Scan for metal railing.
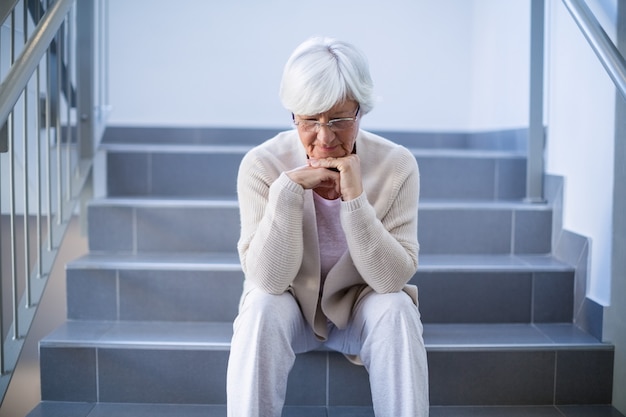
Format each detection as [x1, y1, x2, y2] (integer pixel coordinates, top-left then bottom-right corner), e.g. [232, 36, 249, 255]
[562, 0, 626, 101]
[0, 0, 107, 403]
[526, 0, 626, 203]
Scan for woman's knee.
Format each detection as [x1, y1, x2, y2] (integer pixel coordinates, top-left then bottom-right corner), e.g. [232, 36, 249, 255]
[359, 291, 417, 318]
[356, 291, 423, 337]
[234, 288, 303, 338]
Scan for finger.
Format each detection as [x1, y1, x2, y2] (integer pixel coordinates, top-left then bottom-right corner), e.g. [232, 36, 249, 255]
[309, 158, 340, 171]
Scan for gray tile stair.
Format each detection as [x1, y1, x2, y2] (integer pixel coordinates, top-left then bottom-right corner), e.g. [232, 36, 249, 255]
[25, 402, 626, 417]
[26, 127, 616, 416]
[37, 321, 613, 407]
[104, 143, 526, 201]
[87, 198, 552, 255]
[65, 253, 573, 325]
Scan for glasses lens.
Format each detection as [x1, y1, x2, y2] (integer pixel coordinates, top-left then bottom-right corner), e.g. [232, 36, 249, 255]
[302, 121, 318, 132]
[330, 120, 354, 131]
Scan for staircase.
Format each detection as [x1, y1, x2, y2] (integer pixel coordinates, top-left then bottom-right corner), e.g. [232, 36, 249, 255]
[26, 126, 619, 417]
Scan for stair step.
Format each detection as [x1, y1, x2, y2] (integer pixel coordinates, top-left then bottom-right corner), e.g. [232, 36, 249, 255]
[40, 321, 609, 351]
[67, 252, 571, 272]
[25, 402, 626, 417]
[65, 253, 573, 324]
[38, 321, 612, 407]
[86, 198, 552, 255]
[103, 142, 526, 201]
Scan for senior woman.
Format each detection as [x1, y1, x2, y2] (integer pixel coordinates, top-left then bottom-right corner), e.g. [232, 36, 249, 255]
[226, 37, 429, 417]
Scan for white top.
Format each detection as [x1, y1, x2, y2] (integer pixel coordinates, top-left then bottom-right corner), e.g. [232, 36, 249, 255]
[313, 192, 348, 282]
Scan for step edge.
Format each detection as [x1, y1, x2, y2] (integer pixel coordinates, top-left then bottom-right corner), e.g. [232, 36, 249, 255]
[40, 321, 610, 351]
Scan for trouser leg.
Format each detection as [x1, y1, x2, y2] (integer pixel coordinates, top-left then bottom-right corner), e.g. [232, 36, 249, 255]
[226, 288, 319, 417]
[329, 291, 429, 417]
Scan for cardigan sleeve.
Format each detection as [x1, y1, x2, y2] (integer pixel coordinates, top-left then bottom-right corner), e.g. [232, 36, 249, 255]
[237, 152, 306, 295]
[340, 148, 420, 293]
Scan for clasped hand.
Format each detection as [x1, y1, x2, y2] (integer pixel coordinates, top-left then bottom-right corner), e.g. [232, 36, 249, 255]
[286, 154, 363, 201]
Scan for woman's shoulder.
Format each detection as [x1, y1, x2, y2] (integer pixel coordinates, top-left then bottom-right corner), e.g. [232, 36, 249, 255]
[358, 130, 417, 168]
[240, 130, 302, 173]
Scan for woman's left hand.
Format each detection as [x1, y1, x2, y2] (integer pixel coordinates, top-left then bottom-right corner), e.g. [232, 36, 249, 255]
[308, 154, 363, 201]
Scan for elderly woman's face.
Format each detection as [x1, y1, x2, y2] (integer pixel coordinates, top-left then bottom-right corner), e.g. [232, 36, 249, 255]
[294, 100, 360, 160]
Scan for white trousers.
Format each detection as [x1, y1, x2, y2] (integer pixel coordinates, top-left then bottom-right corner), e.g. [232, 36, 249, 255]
[226, 288, 429, 417]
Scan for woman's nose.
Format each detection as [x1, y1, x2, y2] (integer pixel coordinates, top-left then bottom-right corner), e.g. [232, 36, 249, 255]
[316, 124, 335, 144]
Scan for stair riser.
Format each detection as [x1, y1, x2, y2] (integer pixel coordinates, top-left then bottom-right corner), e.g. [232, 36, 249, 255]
[66, 266, 574, 325]
[416, 270, 574, 324]
[87, 204, 552, 255]
[106, 151, 526, 201]
[66, 268, 243, 322]
[39, 346, 613, 406]
[87, 204, 240, 253]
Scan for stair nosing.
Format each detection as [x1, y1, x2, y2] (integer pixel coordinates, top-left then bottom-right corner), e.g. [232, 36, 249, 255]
[41, 321, 610, 352]
[66, 253, 572, 272]
[88, 197, 549, 211]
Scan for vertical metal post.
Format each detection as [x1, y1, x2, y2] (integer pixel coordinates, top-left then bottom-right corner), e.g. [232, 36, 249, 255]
[77, 0, 96, 162]
[0, 64, 3, 376]
[66, 13, 72, 200]
[46, 41, 53, 251]
[56, 28, 62, 225]
[9, 10, 19, 340]
[527, 0, 546, 203]
[36, 2, 43, 278]
[23, 0, 31, 308]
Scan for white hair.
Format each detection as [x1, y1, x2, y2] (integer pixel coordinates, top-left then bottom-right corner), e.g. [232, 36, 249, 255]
[279, 37, 375, 116]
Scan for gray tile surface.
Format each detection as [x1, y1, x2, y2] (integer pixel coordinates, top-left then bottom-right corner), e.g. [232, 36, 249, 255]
[135, 205, 239, 252]
[428, 350, 555, 405]
[87, 204, 134, 252]
[514, 209, 553, 254]
[118, 269, 242, 322]
[67, 269, 118, 320]
[416, 156, 497, 200]
[532, 271, 574, 322]
[40, 347, 97, 402]
[29, 126, 615, 415]
[151, 152, 241, 197]
[88, 403, 226, 417]
[107, 152, 150, 196]
[98, 348, 228, 404]
[419, 207, 513, 254]
[25, 403, 626, 417]
[555, 350, 614, 404]
[414, 271, 532, 323]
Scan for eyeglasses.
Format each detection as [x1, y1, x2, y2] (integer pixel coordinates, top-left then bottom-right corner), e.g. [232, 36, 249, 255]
[293, 105, 360, 133]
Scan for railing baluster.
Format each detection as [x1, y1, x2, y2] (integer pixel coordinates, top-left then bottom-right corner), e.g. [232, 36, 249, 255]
[0, 16, 4, 377]
[46, 46, 52, 251]
[9, 9, 19, 341]
[23, 0, 32, 308]
[56, 28, 62, 225]
[36, 4, 43, 279]
[66, 14, 72, 200]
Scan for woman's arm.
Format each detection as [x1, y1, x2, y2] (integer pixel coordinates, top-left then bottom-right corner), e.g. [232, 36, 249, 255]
[237, 154, 305, 295]
[341, 149, 420, 293]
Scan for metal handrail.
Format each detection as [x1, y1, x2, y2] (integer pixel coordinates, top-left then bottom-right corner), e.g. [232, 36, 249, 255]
[0, 0, 74, 126]
[0, 0, 107, 405]
[526, 0, 626, 203]
[562, 0, 626, 102]
[0, 0, 19, 28]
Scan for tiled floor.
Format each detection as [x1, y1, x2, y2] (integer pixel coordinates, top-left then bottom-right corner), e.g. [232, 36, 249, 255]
[25, 403, 626, 417]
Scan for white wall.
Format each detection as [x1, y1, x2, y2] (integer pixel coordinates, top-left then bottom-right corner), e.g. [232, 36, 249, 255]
[544, 0, 617, 305]
[106, 0, 617, 304]
[107, 0, 530, 132]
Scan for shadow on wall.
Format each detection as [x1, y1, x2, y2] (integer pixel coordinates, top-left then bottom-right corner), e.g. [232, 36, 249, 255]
[0, 216, 88, 417]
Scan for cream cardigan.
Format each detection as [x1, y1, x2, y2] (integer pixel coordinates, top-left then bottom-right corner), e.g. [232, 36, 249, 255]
[236, 129, 420, 341]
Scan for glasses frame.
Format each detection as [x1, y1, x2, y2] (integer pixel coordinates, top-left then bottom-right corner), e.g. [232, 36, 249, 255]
[293, 105, 360, 132]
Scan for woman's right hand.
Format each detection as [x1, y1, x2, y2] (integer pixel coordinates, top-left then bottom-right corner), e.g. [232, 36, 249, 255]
[286, 165, 342, 200]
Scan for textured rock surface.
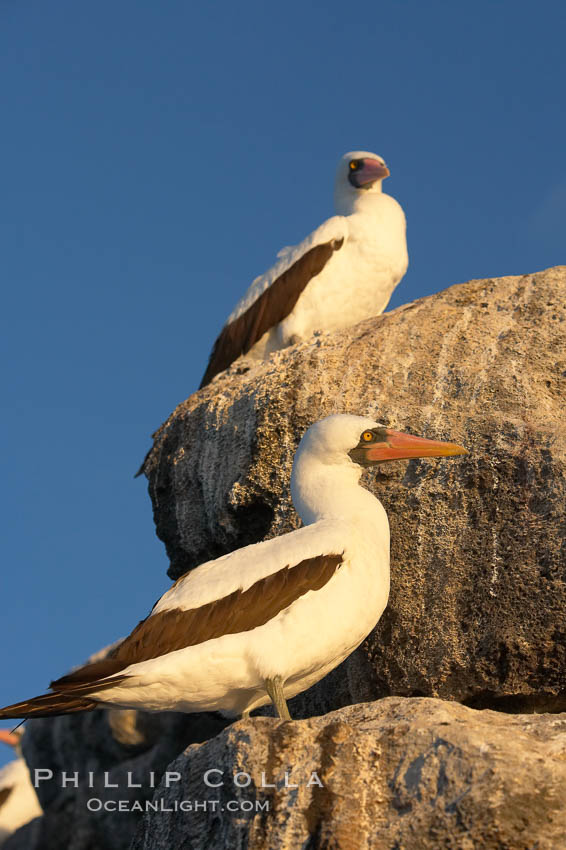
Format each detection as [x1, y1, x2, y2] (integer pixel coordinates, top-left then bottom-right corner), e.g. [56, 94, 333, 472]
[141, 266, 566, 712]
[131, 698, 566, 850]
[4, 708, 228, 850]
[9, 268, 566, 849]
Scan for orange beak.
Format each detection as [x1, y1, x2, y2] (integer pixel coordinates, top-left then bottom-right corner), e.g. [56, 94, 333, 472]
[365, 428, 467, 463]
[0, 729, 20, 748]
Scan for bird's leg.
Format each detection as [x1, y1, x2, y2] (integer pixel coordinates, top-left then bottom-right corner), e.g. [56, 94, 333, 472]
[241, 708, 250, 720]
[265, 676, 292, 720]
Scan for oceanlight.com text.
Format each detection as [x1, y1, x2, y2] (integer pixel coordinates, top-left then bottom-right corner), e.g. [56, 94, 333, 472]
[86, 798, 270, 813]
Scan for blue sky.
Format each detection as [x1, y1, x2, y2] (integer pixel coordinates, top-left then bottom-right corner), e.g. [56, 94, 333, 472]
[1, 0, 564, 765]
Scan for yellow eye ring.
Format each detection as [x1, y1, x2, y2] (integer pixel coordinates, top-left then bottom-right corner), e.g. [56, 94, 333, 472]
[349, 161, 358, 170]
[362, 431, 373, 442]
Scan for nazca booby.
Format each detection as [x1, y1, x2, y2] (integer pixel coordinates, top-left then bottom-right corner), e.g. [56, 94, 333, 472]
[0, 730, 42, 846]
[199, 152, 408, 386]
[0, 415, 465, 722]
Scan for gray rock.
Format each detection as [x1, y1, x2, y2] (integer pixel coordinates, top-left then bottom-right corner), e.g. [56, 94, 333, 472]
[3, 817, 42, 850]
[130, 698, 566, 850]
[141, 266, 566, 713]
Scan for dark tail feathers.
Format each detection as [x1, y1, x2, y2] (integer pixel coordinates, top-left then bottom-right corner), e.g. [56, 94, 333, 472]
[0, 692, 98, 720]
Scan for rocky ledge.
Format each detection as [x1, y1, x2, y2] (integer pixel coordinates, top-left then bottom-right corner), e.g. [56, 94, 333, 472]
[131, 698, 566, 850]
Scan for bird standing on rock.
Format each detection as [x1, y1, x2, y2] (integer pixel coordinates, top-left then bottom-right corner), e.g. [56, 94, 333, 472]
[200, 151, 408, 387]
[0, 415, 465, 723]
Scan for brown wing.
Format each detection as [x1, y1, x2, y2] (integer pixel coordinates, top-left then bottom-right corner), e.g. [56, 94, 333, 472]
[200, 238, 344, 387]
[0, 786, 13, 808]
[51, 553, 343, 689]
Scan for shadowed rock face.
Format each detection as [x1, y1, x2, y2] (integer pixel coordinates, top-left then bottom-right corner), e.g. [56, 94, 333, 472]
[141, 266, 566, 712]
[3, 709, 229, 850]
[130, 698, 566, 850]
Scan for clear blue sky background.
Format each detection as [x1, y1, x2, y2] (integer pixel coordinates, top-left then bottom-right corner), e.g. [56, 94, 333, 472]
[1, 0, 564, 765]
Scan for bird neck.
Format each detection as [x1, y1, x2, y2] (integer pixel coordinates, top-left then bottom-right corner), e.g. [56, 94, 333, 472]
[334, 184, 384, 216]
[290, 454, 387, 530]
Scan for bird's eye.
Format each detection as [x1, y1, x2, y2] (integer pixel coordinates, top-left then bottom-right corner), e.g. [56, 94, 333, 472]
[362, 431, 374, 442]
[349, 160, 359, 170]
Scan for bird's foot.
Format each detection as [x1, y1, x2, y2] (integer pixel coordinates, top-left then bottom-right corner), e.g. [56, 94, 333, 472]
[265, 676, 292, 720]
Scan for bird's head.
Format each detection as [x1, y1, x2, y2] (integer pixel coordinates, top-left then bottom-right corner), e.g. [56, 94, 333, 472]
[334, 151, 390, 214]
[291, 414, 467, 525]
[296, 414, 467, 470]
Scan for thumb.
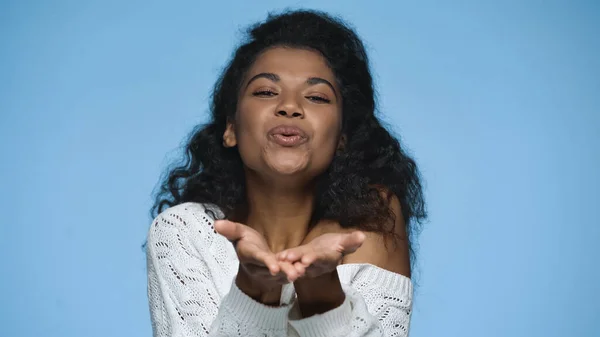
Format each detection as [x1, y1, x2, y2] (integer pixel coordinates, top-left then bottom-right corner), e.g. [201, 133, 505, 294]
[214, 220, 244, 242]
[340, 231, 366, 254]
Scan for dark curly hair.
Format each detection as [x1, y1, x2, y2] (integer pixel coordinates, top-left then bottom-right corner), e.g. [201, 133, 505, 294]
[151, 9, 427, 264]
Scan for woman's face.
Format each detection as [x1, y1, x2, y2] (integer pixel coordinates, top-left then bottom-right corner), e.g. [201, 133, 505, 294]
[223, 46, 343, 181]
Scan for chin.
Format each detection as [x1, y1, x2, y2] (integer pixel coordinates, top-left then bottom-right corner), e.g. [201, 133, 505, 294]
[268, 161, 308, 176]
[263, 151, 311, 175]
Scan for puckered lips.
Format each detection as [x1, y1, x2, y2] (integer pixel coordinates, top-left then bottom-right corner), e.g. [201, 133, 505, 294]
[267, 124, 308, 147]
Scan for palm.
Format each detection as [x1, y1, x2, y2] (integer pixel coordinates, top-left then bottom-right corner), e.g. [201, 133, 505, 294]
[277, 231, 365, 278]
[215, 220, 300, 286]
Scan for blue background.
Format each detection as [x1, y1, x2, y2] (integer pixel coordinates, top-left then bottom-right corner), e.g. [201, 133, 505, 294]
[1, 1, 598, 336]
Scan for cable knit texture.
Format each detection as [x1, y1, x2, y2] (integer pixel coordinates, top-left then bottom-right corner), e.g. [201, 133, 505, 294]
[147, 202, 413, 337]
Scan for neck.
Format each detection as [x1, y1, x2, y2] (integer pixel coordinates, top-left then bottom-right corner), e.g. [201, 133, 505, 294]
[243, 173, 315, 253]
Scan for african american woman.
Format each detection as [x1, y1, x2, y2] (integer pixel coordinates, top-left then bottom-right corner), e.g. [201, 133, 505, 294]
[147, 9, 426, 337]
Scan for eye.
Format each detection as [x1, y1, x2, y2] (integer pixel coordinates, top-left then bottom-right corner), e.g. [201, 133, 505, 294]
[306, 95, 331, 104]
[252, 90, 277, 97]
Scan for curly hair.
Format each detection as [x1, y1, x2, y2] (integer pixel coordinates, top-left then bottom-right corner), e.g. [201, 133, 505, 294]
[151, 9, 427, 263]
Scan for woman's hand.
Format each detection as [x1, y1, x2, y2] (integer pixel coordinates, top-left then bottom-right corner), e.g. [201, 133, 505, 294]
[276, 231, 366, 278]
[275, 230, 366, 316]
[214, 220, 302, 304]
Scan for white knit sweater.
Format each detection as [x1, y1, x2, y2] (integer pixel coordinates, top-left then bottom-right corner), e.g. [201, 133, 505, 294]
[146, 202, 413, 337]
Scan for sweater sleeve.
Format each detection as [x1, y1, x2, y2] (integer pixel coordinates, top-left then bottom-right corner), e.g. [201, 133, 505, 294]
[146, 204, 291, 337]
[288, 264, 413, 337]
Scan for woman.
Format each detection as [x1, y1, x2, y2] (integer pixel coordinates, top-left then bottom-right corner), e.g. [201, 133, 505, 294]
[147, 9, 426, 337]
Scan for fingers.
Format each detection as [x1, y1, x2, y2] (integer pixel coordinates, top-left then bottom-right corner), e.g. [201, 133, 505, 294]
[277, 246, 309, 263]
[217, 220, 283, 277]
[277, 231, 366, 264]
[293, 262, 306, 275]
[277, 246, 316, 270]
[253, 249, 280, 276]
[279, 261, 301, 282]
[300, 253, 317, 266]
[245, 262, 303, 284]
[216, 219, 309, 284]
[246, 248, 304, 281]
[214, 220, 244, 242]
[340, 231, 366, 254]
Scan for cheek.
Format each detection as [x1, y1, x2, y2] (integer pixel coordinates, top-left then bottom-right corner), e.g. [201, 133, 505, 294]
[319, 110, 342, 142]
[235, 129, 265, 172]
[235, 121, 261, 153]
[312, 115, 343, 160]
[233, 105, 268, 165]
[235, 100, 262, 140]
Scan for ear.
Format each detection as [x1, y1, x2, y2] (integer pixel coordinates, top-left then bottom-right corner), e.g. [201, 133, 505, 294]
[337, 134, 347, 151]
[222, 122, 237, 148]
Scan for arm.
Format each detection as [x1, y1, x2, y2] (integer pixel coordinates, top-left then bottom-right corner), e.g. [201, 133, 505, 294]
[146, 204, 291, 337]
[288, 264, 412, 337]
[286, 196, 413, 337]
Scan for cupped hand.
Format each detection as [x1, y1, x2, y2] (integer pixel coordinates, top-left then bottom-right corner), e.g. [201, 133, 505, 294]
[276, 231, 366, 278]
[214, 220, 302, 287]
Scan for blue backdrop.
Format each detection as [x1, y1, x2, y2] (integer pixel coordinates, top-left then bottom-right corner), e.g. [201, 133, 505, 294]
[1, 1, 598, 336]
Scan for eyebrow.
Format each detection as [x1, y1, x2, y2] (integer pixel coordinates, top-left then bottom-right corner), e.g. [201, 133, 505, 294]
[246, 72, 280, 87]
[245, 72, 338, 97]
[307, 77, 337, 97]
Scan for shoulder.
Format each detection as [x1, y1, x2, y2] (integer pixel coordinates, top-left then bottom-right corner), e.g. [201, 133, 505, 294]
[147, 202, 225, 246]
[146, 202, 239, 295]
[156, 202, 224, 221]
[342, 193, 411, 277]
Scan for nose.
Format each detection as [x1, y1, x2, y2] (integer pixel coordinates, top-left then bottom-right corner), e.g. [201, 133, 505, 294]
[275, 94, 304, 118]
[276, 110, 303, 118]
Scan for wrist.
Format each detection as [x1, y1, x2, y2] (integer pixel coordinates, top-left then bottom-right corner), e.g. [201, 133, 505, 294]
[235, 268, 260, 298]
[236, 266, 282, 306]
[294, 270, 346, 316]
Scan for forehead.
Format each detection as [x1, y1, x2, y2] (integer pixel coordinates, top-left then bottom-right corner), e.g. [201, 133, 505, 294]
[247, 46, 335, 79]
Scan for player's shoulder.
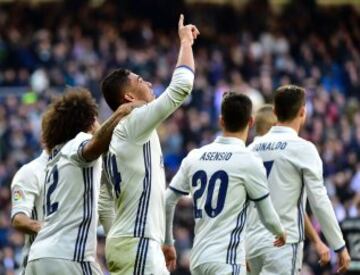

■ Exercise objective
The answer should consist only of the lines above from the one with "Scan for brown wing." through the one with "Scan for woman's face.", repeated exactly, with no pictures among them.

■ Reply
Scan for brown wing.
Format each detection as [x1, y1, x2, y2] (integer pixel coordinates, top-left then bottom-right corner), e.g. [56, 94, 333, 472]
[200, 238, 344, 387]
[0, 786, 13, 808]
[51, 553, 343, 689]
Scan for shadowed rock face.
Format each detection as [x1, y1, x2, y2] (integer pixel coordinates, top-left then bottom-right corner), e.g. [56, 94, 333, 472]
[141, 266, 566, 712]
[3, 709, 229, 850]
[130, 698, 566, 850]
Scan for clear blue sky background.
Format each detection as [x1, y1, x2, y2] (integer pixel coordinates, top-left then bottom-right corner), e.g. [56, 94, 333, 472]
[1, 0, 564, 765]
Scan for bird neck.
Format each detection as [x1, y1, x2, y2] (integer pixel coordinates, top-left then bottom-right corner), e.g. [56, 94, 333, 472]
[334, 184, 384, 216]
[290, 454, 387, 530]
Scan for bird's eye.
Format each detection as [x1, y1, x2, y2] (integer pixel coordinates, top-left then bottom-right corner), e.g. [56, 94, 333, 472]
[362, 431, 374, 442]
[349, 160, 359, 170]
Scan for bird's foot.
Format each detection as [x1, y1, x2, y2] (integer pixel coordinates, top-left then bottom-right corner), e.g. [56, 94, 333, 472]
[265, 676, 292, 720]
Scan for bird's head.
Format each detection as [x1, y1, x2, y2] (integer pixel coordinates, top-left then bottom-right corner), e.g. [56, 94, 333, 472]
[334, 151, 390, 214]
[291, 414, 467, 525]
[296, 414, 467, 470]
Scan for thumb.
Format each detection as [x1, y1, x2, y2] (integer pixel coordinates, top-left then bottom-right corner), e.g. [201, 133, 505, 294]
[214, 220, 244, 242]
[340, 231, 366, 254]
Scan for dark curly hair.
Format each detection as [x1, y1, x2, y2] (integer pixel coordinates, top-left then bottom-right corner), e.g. [201, 133, 505, 294]
[151, 9, 427, 264]
Scan for woman's face.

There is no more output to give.